• _RINCIAN LATIHAN_
Tuliskan lanjutan teks tentang HP3 dan nelayan di bawah ini, dimulai setelah kalimat terakhirnya.

Senin, 07 Juli 2008

HP3 VERSUS NELAYAN

Banyak pihak mencemaskan Hak Pengusahaan Perairan Pesisir (HP3) memangkas kehidupan nelayan, benarkan hal itu akan terjadi ?

Berlakunya UU No. 27 Tahun 2007 tentang Pengelolaan Wilayah Pesisir dan Pulau-pulau Kecil (PWP3K) bagi sebagian orang menuai kontroversi. Ada yang positive thinking tetapi ada juga tanggapan bahwa undang-undang tersebut mengancam posisi nelayan yang hidup disepangjang pantai.

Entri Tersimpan
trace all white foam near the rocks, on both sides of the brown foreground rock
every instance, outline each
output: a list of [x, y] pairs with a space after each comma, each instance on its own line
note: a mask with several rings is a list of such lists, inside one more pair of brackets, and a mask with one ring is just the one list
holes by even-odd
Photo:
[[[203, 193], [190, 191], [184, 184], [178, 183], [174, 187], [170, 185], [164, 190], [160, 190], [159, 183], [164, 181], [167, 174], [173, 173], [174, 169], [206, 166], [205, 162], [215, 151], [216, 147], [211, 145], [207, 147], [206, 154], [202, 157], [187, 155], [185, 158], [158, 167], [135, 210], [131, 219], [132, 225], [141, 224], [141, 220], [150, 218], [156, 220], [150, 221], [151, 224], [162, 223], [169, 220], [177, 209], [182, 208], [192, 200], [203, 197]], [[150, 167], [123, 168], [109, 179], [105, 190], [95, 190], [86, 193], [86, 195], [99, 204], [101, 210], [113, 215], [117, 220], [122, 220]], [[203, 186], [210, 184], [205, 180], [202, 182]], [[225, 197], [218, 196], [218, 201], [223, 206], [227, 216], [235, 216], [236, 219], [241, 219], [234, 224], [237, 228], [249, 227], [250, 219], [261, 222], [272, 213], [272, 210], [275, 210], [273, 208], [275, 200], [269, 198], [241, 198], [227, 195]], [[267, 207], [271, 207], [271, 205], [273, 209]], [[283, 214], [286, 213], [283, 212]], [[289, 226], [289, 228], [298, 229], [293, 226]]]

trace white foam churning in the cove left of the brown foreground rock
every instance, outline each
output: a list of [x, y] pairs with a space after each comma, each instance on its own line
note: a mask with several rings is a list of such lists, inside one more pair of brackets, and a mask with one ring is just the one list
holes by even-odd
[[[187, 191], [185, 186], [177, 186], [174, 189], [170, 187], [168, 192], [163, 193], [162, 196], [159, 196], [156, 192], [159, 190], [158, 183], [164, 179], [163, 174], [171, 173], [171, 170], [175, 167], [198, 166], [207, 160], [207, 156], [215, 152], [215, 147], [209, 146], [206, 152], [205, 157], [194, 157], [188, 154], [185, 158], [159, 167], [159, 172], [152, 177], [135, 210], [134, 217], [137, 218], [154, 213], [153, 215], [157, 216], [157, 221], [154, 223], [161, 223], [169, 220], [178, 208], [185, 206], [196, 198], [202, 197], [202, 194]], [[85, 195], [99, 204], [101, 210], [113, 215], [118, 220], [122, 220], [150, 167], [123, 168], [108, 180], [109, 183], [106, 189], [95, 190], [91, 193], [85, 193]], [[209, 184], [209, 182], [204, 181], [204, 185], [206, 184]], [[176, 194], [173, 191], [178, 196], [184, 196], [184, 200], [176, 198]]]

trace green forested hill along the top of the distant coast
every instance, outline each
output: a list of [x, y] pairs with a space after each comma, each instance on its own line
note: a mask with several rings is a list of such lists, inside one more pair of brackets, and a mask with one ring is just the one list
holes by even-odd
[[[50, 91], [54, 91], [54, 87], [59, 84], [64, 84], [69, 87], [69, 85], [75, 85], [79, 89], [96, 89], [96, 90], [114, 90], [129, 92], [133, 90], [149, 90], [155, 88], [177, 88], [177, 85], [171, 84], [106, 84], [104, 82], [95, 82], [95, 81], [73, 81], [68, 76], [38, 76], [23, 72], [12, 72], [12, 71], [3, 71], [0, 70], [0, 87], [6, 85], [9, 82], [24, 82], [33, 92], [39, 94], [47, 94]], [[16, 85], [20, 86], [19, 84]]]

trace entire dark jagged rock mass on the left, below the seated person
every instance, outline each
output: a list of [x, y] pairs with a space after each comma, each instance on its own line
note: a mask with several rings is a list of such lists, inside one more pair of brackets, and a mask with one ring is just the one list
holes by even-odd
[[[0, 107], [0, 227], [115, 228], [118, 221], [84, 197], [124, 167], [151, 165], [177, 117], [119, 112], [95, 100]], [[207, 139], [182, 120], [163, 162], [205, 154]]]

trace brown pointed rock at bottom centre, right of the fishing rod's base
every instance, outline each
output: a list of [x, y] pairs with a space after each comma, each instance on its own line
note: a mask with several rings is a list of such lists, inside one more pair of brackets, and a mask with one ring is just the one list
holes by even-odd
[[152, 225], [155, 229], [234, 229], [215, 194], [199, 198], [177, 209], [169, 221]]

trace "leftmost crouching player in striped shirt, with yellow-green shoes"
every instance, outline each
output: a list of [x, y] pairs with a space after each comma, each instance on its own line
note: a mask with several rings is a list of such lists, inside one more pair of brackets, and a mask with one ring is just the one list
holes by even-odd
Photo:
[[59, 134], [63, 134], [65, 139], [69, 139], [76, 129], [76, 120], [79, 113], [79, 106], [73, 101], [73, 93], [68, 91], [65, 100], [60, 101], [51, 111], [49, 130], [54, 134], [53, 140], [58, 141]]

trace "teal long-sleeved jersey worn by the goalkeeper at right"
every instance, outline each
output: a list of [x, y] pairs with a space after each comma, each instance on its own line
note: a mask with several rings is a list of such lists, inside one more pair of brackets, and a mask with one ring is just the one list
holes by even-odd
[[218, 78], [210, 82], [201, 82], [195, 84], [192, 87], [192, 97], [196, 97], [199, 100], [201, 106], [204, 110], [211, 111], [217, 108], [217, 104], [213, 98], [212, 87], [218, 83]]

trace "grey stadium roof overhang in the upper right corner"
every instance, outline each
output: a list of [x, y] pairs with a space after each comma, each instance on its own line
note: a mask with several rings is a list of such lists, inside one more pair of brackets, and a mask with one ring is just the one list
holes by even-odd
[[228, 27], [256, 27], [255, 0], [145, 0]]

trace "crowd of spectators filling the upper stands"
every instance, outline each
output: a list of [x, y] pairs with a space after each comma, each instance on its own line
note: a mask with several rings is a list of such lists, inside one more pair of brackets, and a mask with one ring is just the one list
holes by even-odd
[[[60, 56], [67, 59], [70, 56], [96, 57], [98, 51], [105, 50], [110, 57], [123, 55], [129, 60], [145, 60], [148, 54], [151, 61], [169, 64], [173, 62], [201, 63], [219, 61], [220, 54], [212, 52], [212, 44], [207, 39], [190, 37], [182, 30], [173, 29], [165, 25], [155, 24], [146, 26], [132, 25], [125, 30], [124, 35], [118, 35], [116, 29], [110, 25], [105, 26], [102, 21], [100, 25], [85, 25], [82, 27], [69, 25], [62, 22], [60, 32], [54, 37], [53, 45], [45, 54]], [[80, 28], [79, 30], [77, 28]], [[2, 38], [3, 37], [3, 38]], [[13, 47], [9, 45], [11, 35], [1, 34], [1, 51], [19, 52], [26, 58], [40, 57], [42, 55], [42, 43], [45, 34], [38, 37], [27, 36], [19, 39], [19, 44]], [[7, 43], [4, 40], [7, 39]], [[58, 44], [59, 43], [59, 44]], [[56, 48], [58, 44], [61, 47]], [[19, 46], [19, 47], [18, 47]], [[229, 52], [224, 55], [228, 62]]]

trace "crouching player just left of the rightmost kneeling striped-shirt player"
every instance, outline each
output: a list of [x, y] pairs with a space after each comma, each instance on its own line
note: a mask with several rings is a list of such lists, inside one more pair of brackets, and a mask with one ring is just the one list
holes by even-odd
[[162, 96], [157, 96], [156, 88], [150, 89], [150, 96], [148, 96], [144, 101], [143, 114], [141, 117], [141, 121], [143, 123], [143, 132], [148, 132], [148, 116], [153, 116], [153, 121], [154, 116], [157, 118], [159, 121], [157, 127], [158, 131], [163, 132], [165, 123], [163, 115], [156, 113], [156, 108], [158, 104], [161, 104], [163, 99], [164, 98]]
---
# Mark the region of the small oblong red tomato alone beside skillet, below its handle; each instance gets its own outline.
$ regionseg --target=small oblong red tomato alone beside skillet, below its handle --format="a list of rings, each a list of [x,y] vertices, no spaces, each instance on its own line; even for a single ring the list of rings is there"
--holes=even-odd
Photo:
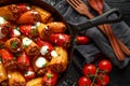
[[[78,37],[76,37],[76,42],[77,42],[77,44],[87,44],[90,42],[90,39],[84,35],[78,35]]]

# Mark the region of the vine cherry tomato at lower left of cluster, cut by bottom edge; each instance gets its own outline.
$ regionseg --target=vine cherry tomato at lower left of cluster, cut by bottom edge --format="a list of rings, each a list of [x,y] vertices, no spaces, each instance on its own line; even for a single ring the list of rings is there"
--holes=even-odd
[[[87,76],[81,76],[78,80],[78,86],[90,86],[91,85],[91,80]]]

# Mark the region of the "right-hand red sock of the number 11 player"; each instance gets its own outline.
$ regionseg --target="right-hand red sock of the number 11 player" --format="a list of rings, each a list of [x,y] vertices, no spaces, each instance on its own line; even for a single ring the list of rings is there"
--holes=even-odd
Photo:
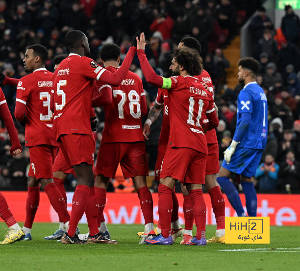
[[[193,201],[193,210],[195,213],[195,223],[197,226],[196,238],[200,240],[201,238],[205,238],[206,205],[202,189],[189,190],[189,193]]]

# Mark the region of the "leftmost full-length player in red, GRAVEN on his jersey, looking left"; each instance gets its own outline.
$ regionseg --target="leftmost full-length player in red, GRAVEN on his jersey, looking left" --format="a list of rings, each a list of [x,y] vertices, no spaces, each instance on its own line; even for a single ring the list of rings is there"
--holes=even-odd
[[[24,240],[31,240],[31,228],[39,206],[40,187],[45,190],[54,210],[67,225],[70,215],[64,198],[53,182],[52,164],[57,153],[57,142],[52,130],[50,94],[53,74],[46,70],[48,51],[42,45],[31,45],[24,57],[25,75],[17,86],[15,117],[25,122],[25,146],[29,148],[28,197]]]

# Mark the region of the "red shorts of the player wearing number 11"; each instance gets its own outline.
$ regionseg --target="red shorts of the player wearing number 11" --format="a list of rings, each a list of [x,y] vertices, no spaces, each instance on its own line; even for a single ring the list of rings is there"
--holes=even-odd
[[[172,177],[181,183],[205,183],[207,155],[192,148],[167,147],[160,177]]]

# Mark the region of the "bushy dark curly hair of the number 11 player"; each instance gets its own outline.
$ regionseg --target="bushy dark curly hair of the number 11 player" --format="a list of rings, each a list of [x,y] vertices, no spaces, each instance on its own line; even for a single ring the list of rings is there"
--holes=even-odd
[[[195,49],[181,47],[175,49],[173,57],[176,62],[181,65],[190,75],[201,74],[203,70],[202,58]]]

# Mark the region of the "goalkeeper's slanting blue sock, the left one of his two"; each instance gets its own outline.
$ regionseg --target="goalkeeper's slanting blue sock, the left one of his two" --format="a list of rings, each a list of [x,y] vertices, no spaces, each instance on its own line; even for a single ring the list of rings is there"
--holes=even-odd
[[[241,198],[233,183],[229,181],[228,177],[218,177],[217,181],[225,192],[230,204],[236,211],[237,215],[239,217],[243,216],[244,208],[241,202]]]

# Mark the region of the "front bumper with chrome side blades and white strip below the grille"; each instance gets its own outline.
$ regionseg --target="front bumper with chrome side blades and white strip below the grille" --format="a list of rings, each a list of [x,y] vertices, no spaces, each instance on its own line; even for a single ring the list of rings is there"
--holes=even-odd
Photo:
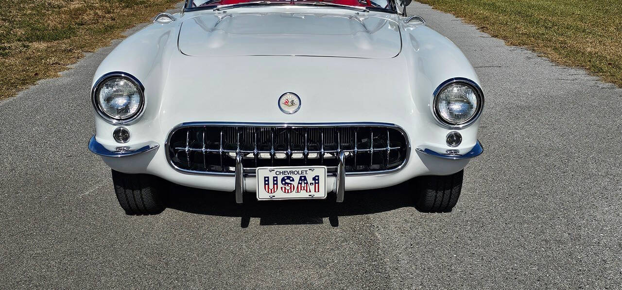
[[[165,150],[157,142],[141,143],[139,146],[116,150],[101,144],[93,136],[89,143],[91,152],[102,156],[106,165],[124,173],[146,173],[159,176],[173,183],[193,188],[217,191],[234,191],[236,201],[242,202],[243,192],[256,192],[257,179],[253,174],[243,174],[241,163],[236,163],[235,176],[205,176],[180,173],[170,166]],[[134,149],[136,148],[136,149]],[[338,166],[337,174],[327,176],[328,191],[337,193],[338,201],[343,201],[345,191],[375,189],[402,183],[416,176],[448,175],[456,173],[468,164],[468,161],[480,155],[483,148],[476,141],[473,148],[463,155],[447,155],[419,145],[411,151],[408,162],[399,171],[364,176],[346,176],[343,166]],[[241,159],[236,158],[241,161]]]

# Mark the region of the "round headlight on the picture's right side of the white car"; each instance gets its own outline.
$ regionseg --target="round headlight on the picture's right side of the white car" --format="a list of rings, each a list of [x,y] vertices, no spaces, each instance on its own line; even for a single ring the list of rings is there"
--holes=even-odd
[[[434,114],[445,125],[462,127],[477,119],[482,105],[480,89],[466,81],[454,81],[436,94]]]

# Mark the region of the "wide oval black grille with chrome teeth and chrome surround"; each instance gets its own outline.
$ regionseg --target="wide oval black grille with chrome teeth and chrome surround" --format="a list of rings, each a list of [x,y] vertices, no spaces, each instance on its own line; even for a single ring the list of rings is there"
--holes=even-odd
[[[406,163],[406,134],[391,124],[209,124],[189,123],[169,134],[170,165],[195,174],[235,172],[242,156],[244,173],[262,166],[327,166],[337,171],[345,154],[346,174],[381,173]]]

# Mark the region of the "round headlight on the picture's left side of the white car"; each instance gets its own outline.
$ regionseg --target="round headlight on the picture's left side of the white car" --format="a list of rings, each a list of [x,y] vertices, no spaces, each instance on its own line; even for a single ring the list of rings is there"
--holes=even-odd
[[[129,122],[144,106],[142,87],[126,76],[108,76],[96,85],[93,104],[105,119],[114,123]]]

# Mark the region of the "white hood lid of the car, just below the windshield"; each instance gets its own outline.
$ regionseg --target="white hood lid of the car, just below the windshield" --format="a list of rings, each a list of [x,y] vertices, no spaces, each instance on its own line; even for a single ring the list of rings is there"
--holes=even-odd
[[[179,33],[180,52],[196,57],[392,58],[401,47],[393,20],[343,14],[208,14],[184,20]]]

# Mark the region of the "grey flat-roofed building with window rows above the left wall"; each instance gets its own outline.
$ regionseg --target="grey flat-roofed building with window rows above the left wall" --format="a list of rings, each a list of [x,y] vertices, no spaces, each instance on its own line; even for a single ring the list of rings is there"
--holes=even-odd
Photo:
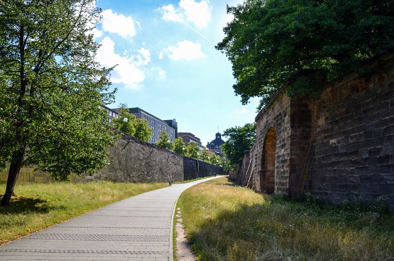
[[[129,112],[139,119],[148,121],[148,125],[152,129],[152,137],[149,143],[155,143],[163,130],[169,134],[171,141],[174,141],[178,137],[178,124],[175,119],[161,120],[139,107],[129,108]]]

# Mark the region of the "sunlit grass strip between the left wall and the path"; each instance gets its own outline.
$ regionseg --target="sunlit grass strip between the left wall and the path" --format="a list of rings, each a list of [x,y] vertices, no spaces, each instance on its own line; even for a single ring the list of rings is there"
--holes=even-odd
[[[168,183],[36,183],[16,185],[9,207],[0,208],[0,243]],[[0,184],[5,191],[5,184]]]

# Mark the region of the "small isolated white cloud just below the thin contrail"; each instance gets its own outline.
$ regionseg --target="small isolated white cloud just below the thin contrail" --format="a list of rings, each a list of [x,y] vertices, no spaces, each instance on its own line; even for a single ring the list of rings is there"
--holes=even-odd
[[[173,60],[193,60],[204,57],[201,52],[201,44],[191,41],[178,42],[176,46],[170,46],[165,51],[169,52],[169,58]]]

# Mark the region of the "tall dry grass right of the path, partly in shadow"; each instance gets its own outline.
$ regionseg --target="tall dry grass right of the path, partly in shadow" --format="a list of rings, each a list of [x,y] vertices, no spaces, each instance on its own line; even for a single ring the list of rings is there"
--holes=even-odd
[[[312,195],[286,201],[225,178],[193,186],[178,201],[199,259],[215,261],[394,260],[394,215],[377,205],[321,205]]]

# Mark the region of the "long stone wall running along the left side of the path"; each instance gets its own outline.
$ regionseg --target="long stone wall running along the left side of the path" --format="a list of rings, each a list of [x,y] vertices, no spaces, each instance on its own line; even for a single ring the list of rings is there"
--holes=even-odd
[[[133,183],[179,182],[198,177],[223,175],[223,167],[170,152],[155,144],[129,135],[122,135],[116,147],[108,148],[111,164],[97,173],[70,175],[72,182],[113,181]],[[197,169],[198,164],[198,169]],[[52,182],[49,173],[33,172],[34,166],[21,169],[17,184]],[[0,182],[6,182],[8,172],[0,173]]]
---
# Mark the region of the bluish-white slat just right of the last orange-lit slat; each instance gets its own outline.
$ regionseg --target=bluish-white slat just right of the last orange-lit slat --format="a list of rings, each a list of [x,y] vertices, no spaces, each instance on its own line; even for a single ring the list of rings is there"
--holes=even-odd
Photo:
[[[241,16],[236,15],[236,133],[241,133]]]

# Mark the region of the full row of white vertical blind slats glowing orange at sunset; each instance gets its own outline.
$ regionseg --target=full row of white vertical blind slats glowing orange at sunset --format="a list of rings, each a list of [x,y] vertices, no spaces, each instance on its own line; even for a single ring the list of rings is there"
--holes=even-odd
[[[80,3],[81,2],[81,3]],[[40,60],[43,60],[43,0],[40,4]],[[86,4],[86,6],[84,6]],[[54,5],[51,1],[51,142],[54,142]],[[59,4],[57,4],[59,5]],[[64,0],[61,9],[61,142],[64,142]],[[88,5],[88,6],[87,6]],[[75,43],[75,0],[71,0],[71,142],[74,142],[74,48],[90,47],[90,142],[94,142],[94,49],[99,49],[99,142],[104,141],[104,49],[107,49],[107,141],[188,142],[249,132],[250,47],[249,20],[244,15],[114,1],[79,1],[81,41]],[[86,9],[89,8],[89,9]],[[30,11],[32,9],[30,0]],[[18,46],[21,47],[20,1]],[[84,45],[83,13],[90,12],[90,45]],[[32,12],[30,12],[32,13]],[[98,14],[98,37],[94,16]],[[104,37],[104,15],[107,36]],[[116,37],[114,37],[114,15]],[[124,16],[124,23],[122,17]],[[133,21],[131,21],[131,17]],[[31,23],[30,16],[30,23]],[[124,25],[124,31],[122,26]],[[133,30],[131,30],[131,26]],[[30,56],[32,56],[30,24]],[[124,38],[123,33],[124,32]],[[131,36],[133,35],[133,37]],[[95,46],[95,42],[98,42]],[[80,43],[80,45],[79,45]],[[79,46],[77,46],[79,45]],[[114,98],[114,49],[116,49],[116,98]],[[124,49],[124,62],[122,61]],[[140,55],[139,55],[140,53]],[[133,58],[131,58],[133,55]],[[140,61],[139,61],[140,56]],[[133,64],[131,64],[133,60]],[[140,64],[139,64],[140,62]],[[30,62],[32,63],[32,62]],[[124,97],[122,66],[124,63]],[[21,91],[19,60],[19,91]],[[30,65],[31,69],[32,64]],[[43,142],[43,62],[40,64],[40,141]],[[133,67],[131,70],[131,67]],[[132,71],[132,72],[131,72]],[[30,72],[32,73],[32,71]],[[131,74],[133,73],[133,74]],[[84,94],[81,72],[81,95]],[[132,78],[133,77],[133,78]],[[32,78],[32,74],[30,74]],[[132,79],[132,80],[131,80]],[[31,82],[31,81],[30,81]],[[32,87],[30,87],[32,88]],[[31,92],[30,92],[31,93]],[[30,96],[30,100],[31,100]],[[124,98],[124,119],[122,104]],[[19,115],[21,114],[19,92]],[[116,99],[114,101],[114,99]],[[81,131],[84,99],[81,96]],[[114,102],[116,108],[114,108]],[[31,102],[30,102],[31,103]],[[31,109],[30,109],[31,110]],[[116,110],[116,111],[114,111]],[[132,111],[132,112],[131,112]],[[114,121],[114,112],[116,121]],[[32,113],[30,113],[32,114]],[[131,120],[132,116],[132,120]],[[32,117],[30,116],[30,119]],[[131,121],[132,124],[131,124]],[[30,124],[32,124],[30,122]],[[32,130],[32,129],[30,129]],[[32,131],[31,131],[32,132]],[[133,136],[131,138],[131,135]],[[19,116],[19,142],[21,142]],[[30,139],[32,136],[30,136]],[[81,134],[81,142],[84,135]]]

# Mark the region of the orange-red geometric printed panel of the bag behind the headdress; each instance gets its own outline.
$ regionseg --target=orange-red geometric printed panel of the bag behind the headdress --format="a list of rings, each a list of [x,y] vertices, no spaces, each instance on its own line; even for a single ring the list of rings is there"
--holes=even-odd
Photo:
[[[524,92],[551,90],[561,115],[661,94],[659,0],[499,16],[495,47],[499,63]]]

• _JAWABAN LATIHAN_
Pemicu tidak lain adalah Pasal 16 ; bahwa “ pemamfaatan wilayah perairan pesisir diberikan dalam bentuk HP3 ” yang selanjutnya Pasal 19 menyatakan bahwa HP3 diberikan dalam jangka waktu 20 tahun bahwa bisa diperpanjang. Bayang- bayang Fatamorgana seperti ini menciutkan nyali masyarakat pesisir/ nelayan yang semakin khawatir lebih termarginalkan. Timbulya rasa khawatir seperti itu kiranya tidak keliru karena fakta membuktikan bahwa sampai saat ini banyak kawasan pesisir “ dipagari pemodal besar “ menjadi objek wisata, pemukiman, bahwa industri yang sama sekali tidak boleh “ disentuh masyarakat local “ padahal disitu mereka dilahirkan; satu hal yang sangat ironos.

Marilah kita mencoba menelusuri rasa kekhawatiranya sambil memikirkan jalan keluar dalam mengantisifasi tumbuh dan berkembang “ pagar-pagar baru “ lain; dengan tanpa munganulir undang-undang ini, yang proses pembuatannya menelan biaya yang tidak sedikit.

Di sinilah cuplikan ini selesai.